| WORK INSTRUCTIONS |
Repeat each entry as written and leave the images out of the copy.

| RECORDS SUPPLIED |
-*-

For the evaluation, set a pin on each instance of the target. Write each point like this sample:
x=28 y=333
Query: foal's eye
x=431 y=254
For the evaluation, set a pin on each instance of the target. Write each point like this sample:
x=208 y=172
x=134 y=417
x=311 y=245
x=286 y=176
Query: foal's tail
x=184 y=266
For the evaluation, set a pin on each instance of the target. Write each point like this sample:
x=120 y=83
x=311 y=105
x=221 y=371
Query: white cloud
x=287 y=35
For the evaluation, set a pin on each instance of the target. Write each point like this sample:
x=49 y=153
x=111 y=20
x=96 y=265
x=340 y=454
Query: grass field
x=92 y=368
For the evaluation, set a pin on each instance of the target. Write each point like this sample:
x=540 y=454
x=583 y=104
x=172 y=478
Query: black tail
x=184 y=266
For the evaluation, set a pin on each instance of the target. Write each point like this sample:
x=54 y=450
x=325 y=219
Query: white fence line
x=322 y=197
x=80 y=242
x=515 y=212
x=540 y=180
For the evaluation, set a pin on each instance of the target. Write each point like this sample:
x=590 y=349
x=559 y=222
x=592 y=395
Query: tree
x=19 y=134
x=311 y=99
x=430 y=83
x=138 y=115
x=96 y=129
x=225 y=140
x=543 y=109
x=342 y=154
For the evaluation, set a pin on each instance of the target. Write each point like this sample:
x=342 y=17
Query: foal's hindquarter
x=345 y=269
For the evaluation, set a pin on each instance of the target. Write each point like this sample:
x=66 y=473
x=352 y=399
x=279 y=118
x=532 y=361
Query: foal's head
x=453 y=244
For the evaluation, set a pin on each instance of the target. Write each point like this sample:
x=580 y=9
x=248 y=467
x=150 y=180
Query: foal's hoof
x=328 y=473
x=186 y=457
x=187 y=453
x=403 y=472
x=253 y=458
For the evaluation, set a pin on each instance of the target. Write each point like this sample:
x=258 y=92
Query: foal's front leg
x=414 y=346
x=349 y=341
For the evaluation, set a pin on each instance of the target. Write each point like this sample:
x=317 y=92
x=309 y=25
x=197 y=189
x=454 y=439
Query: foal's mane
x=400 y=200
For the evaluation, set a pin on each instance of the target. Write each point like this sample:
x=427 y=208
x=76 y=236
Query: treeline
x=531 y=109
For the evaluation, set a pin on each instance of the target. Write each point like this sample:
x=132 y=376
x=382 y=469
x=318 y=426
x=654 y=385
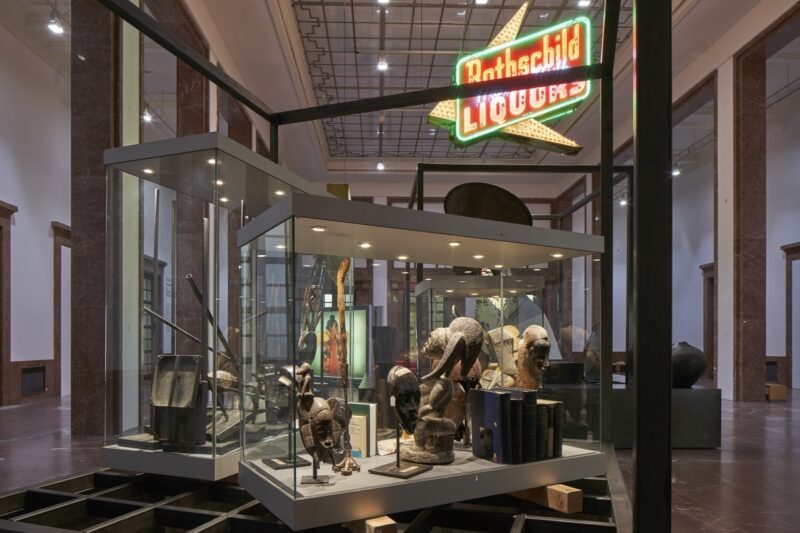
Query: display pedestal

-*-

| WRITTEN SOLUTION |
For the evaluation, set a pin on each instance of the target. Write each point like this sample:
x=28 y=333
Query: foal's eye
x=431 y=254
For the evaluation, set a pin on each instance of the target. Write each point like this sample:
x=208 y=172
x=134 y=417
x=311 y=245
x=286 y=176
Query: foal's tail
x=184 y=266
For the evaluation, set a pin on each instance of the target. Write each point like this sample:
x=120 y=83
x=311 y=105
x=221 y=371
Query: white cloud
x=287 y=35
For the evaluation, set a pin on each instance of the target. Write each point like this sample:
x=49 y=153
x=111 y=20
x=96 y=265
x=340 y=454
Query: grass field
x=92 y=368
For the evaluation, set a pin on each instance of the target. Write each point like this sample:
x=540 y=454
x=583 y=104
x=172 y=478
Query: black tail
x=184 y=266
For the evaluation, set a pin on each instance of the target. Write each point like this sample:
x=54 y=450
x=325 y=219
Query: white fence line
x=322 y=197
x=80 y=242
x=515 y=212
x=540 y=180
For the evaluation, set a pin on each instance of the target. Write each point like this sample:
x=590 y=349
x=559 y=222
x=592 y=395
Query: tree
x=19 y=134
x=311 y=99
x=430 y=83
x=138 y=115
x=96 y=129
x=225 y=140
x=543 y=109
x=342 y=154
For the evaluation, set a pin on each instance of the target. Write each point like this sample:
x=342 y=17
Query: foal's hindquarter
x=345 y=269
For the evaluation, set a pin on each instance of the target. Write each point like this sample:
x=66 y=473
x=352 y=399
x=279 y=118
x=532 y=361
Query: foal's head
x=453 y=244
For the evaluation, set a pin on each instance of the target. Write each point like this sample:
x=580 y=9
x=248 y=467
x=150 y=180
Query: foal's hoof
x=328 y=473
x=186 y=457
x=187 y=453
x=403 y=472
x=253 y=458
For the evaluation, set a pin on each instance of the target. Write each point like this sample:
x=258 y=92
Query: foal's front leg
x=414 y=346
x=349 y=341
For the evaluation, set a pin on each instance of the target. Write each point like this sample:
x=317 y=92
x=309 y=25
x=197 y=189
x=454 y=439
Query: foal's mane
x=400 y=200
For the evaluation, set a pin on each instance of the target. Write each point like this sample:
x=427 y=208
x=76 y=236
Query: treeline
x=531 y=109
For the evaluation, set a pin on each instance of the target. Write each point like this sample:
x=132 y=376
x=382 y=469
x=318 y=426
x=654 y=385
Query: display pedestal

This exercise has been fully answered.